Bounding-box records:

•••

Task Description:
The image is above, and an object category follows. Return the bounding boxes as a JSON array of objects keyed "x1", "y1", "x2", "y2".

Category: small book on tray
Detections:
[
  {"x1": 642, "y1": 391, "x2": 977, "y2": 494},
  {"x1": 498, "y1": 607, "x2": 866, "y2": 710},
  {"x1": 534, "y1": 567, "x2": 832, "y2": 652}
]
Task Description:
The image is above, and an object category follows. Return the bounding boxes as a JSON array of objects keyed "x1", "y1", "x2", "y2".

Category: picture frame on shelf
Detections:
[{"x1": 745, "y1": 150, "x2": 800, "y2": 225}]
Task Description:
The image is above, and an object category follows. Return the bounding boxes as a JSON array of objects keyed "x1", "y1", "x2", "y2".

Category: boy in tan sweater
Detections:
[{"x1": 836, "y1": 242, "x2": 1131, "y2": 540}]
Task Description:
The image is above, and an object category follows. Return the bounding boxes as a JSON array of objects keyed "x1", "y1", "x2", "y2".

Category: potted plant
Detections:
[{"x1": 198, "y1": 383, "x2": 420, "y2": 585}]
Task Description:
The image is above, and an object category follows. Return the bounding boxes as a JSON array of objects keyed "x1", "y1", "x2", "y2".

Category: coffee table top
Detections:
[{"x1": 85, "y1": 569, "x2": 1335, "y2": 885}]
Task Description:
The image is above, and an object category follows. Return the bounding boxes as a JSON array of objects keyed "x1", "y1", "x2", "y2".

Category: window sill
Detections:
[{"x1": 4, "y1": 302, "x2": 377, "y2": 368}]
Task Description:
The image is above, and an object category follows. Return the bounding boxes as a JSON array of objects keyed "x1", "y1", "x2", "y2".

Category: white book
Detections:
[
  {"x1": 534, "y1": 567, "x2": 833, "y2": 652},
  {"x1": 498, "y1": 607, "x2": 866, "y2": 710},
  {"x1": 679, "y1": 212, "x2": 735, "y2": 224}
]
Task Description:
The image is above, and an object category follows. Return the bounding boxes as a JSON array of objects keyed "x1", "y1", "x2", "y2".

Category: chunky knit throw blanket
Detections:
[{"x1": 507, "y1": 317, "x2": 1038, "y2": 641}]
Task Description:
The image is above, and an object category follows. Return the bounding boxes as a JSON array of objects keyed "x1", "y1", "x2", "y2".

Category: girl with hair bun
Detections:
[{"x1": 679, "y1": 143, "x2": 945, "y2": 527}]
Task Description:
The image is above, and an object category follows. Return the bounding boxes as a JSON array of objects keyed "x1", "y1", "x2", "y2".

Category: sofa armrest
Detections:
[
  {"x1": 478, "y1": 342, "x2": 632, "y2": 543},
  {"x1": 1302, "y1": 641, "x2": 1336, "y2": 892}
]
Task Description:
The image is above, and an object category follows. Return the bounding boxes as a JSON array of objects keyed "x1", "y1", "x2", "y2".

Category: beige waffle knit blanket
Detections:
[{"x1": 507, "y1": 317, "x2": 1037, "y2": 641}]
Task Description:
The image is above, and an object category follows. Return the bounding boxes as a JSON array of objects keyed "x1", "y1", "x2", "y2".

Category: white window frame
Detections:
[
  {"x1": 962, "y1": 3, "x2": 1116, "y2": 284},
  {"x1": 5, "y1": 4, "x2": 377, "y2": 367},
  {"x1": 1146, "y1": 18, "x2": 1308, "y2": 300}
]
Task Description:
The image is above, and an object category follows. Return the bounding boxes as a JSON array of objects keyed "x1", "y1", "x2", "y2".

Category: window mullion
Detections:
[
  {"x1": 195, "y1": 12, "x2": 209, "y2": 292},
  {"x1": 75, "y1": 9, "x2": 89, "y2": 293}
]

•••

● **EXERCISE GOAL**
Please collect each line of the records above that contains the word "window", treating uppercase and lowercase as different.

● **RIGHT ANSWER**
Category: window sill
Category: white window frame
Category: window mullion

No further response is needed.